Collected data entries
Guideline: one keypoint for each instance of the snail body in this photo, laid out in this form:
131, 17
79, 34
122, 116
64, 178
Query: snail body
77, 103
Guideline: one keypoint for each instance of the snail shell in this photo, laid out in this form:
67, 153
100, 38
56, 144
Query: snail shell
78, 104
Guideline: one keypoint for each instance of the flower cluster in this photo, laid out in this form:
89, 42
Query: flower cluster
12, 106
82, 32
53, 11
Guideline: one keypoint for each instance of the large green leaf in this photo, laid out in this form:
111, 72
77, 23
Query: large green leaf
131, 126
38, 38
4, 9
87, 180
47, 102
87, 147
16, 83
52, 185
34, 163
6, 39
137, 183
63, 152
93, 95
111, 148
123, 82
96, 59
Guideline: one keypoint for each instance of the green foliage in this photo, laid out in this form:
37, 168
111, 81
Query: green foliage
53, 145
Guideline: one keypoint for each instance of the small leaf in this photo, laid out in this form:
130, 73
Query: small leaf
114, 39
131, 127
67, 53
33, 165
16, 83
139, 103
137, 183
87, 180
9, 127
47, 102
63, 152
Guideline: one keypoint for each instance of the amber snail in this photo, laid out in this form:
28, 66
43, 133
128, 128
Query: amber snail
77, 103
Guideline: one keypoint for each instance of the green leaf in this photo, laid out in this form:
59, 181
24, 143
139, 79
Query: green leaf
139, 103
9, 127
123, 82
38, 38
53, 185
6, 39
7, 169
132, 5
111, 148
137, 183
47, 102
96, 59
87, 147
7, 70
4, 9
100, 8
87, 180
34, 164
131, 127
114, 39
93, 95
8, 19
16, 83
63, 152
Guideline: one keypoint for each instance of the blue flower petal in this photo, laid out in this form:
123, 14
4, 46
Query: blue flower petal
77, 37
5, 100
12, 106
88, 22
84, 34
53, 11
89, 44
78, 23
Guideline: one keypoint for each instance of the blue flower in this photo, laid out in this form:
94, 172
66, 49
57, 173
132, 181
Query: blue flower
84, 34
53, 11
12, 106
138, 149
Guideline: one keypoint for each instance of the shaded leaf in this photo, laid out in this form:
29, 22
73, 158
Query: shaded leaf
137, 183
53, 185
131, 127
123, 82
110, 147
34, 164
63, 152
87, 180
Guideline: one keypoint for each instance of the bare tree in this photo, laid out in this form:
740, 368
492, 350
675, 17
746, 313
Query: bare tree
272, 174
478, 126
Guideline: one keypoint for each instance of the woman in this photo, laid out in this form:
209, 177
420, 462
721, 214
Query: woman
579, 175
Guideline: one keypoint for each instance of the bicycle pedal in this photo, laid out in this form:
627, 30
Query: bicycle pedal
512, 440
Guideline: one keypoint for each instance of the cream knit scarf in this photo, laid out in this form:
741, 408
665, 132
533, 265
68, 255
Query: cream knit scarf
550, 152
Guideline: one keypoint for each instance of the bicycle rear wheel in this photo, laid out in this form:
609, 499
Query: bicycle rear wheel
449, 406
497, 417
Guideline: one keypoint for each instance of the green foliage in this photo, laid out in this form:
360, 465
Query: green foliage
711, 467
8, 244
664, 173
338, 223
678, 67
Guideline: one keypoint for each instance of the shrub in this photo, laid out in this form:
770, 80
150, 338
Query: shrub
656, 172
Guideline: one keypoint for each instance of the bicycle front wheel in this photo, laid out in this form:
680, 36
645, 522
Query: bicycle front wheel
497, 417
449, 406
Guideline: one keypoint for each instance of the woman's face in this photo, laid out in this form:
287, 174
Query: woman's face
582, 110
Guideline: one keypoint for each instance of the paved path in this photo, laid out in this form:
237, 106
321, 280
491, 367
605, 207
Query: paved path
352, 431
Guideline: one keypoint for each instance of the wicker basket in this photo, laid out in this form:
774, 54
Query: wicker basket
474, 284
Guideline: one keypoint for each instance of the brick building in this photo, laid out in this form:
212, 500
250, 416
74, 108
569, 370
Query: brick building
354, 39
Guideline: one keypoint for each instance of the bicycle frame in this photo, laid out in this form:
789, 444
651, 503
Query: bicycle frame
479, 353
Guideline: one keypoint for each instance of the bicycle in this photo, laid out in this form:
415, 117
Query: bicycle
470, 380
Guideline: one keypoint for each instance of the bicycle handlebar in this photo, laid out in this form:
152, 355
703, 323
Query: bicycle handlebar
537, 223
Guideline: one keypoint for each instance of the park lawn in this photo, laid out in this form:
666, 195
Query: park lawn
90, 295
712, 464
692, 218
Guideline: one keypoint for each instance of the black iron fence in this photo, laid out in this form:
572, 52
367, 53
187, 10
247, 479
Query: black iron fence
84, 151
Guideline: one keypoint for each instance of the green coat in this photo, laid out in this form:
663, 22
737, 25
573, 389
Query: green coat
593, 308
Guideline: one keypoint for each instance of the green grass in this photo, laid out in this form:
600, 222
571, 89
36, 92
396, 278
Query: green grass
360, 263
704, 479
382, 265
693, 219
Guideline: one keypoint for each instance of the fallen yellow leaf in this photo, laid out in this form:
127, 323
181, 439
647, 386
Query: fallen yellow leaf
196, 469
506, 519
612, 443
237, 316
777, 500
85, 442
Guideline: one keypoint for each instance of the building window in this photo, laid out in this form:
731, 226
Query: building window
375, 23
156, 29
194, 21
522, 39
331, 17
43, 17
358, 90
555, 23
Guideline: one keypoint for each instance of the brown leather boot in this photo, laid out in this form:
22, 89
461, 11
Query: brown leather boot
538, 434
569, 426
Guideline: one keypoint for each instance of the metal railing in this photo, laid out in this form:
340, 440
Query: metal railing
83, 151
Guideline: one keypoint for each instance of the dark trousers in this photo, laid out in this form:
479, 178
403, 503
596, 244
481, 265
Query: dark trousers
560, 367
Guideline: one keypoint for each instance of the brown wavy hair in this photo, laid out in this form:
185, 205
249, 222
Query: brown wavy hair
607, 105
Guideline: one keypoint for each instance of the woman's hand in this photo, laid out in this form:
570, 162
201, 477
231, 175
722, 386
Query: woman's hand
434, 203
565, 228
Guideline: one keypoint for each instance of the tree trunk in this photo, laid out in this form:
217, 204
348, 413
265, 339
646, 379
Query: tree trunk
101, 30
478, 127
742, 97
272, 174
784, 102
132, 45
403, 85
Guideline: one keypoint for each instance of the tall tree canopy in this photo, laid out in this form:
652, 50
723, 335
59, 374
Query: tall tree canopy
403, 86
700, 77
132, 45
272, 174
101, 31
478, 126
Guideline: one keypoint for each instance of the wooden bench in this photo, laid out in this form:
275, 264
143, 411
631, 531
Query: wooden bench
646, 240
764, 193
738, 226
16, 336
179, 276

• TASK BRIEF: Update the records by replacing each "Guideline" with "Instruction", keeping everything else unchanged.

• TASK RESPONSE:
Instruction: one keypoint for each instance of the snail body in this photo, laid out in this form:
131, 17
79, 34
122, 116
64, 178
Query: snail body
77, 103
Instruction: one keypoint for each instance of the snail shell in this photo, laid out in this form:
67, 153
100, 38
56, 144
Query: snail shell
78, 104
Instruction: one keypoint for each instance of the flower cluster in this photo, laid out in this form:
89, 42
Query: flower cluster
12, 106
82, 32
53, 11
Instruction: one keypoint for each instance of the large green leaf in this photo, laid out in this form:
111, 72
77, 23
Query: large green leaf
131, 126
38, 38
4, 9
87, 180
47, 102
87, 147
16, 83
52, 185
34, 163
6, 39
137, 183
63, 152
93, 95
111, 148
123, 82
96, 59
Instruction: one keypoint for each instance of the green foliage in this photo, laid out in this form:
37, 168
111, 81
Query: green foliage
53, 145
Instruction: one keypoint for each instance of the small leaf in this photo, laid out in this form:
130, 73
Query: small leaf
114, 39
131, 127
67, 53
33, 165
16, 83
139, 103
137, 183
87, 180
9, 127
47, 102
63, 152
Instruction: one keypoint for each instance of the amber snail in this photo, laid out in this form:
28, 66
43, 133
128, 128
Query: amber snail
77, 103
Instruction: one keypoint for each instance of the green leaf in this photo, laid out in this form:
59, 181
24, 143
139, 79
Query: green leaf
139, 103
9, 127
123, 82
38, 38
53, 185
6, 39
7, 169
132, 5
111, 148
137, 183
47, 102
96, 59
87, 147
7, 70
4, 9
100, 8
87, 180
34, 164
131, 127
114, 39
93, 95
8, 19
16, 83
63, 152
Instruction: one keypoint for each instance of the blue flower petal in this photo, laid out in this form:
123, 14
4, 46
Query: blue flower petal
77, 37
5, 100
12, 106
88, 22
84, 34
53, 11
89, 44
78, 23
Instruction: one keypoint for each instance of the blue flower in this photo, laid out in this form:
94, 172
66, 49
57, 173
132, 181
Query: blue flower
84, 34
53, 11
12, 106
138, 149
Instruction: one keypoint for each instance of the shaded leaf in this photo, laid out in this form:
29, 22
73, 158
Query: shaded leaf
137, 183
53, 185
131, 127
123, 82
110, 147
34, 164
63, 152
87, 180
Instruction: one keypoint for each instance of the bare tree in this photo, laid out in this form:
740, 368
492, 350
675, 17
746, 313
Query: bare tree
272, 174
478, 126
Instruction: one keypoint for each instance of the woman in this photo, laid out in this form:
209, 177
420, 462
721, 214
Query: woman
579, 175
Instruction: one keypoint for each instance of the bicycle pedal in this photo, laid out in this form:
627, 30
Query: bicycle pedal
512, 440
Instruction: one keypoint for each instance of the cream knit scarf in this photo, laid out in this form:
741, 408
665, 132
533, 265
68, 255
Query: cream knit scarf
550, 152
Instruction: one keypoint for each instance of the bicycle rear wheel in this photo, laid out in this form:
609, 499
Query: bicycle rear wheel
449, 406
497, 417
Instruction: one keypoint for each instance of the green foliage in this photo, laid out in this form:
360, 465
Query: green foliage
711, 467
8, 244
664, 173
338, 223
678, 67
Instruction: one keypoint for each instance of the shrub in this photo, laid out in this form:
770, 80
150, 338
Query: shrub
656, 172
Instruction: one keypoint for each instance of the bicycle front wheel in this photo, laid out in this form:
680, 36
645, 522
Query: bicycle front wheel
497, 417
449, 406
Instruction: one keypoint for each instance of the woman's face in this photo, laid out in this form:
287, 174
Query: woman's face
582, 110
Instruction: one keypoint for each instance of the paved path in this photo, laid out in this form:
237, 106
321, 280
491, 367
605, 207
Query: paved path
352, 431
Instruction: one keypoint for each instance of the wicker basket in this photo, laid out in this form:
774, 54
Query: wicker basket
474, 284
Instruction: one keypoint for each instance of the brick building in this photo, laid out in this form:
212, 500
250, 416
74, 108
569, 370
Query: brick building
354, 39
Instruction: one keypoint for each instance of the bicycle frame in this photo, laid out in this form:
789, 444
651, 503
Query: bicycle frame
479, 353
Instruction: one keypoint for each instance of the bicycle in this photo, laid out in this form:
415, 117
Query: bicycle
470, 380
Instruction: one keypoint for each instance of the bicycle handlebar in this photo, laid out in this form:
152, 355
703, 323
Query: bicycle handlebar
537, 223
Instruction: one keypoint for each instance of the park lawn in this photo, laid out in this form:
666, 195
Query: park lawn
90, 295
712, 464
692, 218
Instruction: one keypoint for each instance of the black iron fence in this photo, laid out in this form:
572, 52
367, 53
187, 10
247, 479
Query: black iron fence
84, 151
Instruction: one keypoint for each instance of the green coat in this photo, laid out in this form:
663, 22
737, 25
573, 389
Query: green coat
593, 308
Instruction: one keypoint for each instance of the green grass in this photo, laid out in this form:
600, 222
571, 89
36, 92
396, 278
Query: green grass
360, 263
704, 479
382, 265
693, 219
Instruction: one keypoint for each instance of the fallen yellow leaf in this photo, laid out in this form:
127, 323
181, 439
647, 386
Query: fallen yellow leaf
196, 469
506, 519
612, 443
237, 316
777, 500
85, 442
Instruction: one keypoint for each instance of the building window in this photo, laid out in this form:
731, 226
Query: building window
375, 23
156, 29
194, 21
522, 39
331, 17
43, 17
358, 90
555, 23
Instruction: one keypoint for each instance of the brown leather boot in this photo, laid out in this form:
22, 89
461, 11
Query: brown leather boot
538, 434
569, 426
Instruction: one keypoint for each instance of the metal railing in this photo, laid out in this form:
340, 440
Query: metal railing
83, 151
Instruction: one keypoint for each instance of the dark trousers in this photo, laid out in this form:
479, 178
403, 503
596, 244
481, 265
Query: dark trousers
560, 367
Instruction: one keypoint for each instance of the brown wavy hair in this photo, laid out in this form:
185, 205
249, 222
Query: brown wavy hair
607, 105
Instruction: one keypoint for each instance of the woman's hand in this photo, laid out in this form:
570, 162
201, 477
231, 175
722, 386
Query: woman's hand
434, 203
565, 228
Instruction: one keypoint for each instance of the tree trunk in this photo, laid out in this form:
217, 204
348, 413
265, 339
646, 379
Query: tree trunk
101, 30
478, 127
742, 97
272, 174
784, 102
132, 45
403, 85
Instruction: one keypoint for each instance of the tall tree canopy in this photo, laid out in this form:
652, 50
723, 335
59, 374
Query: tall tree canopy
403, 86
700, 77
132, 45
272, 174
101, 31
478, 126
Instruction: one keypoint for each instance of the wooden bench in this photo, laid out in this form:
275, 264
143, 411
631, 531
Query: wooden bench
646, 240
764, 193
738, 226
16, 336
179, 276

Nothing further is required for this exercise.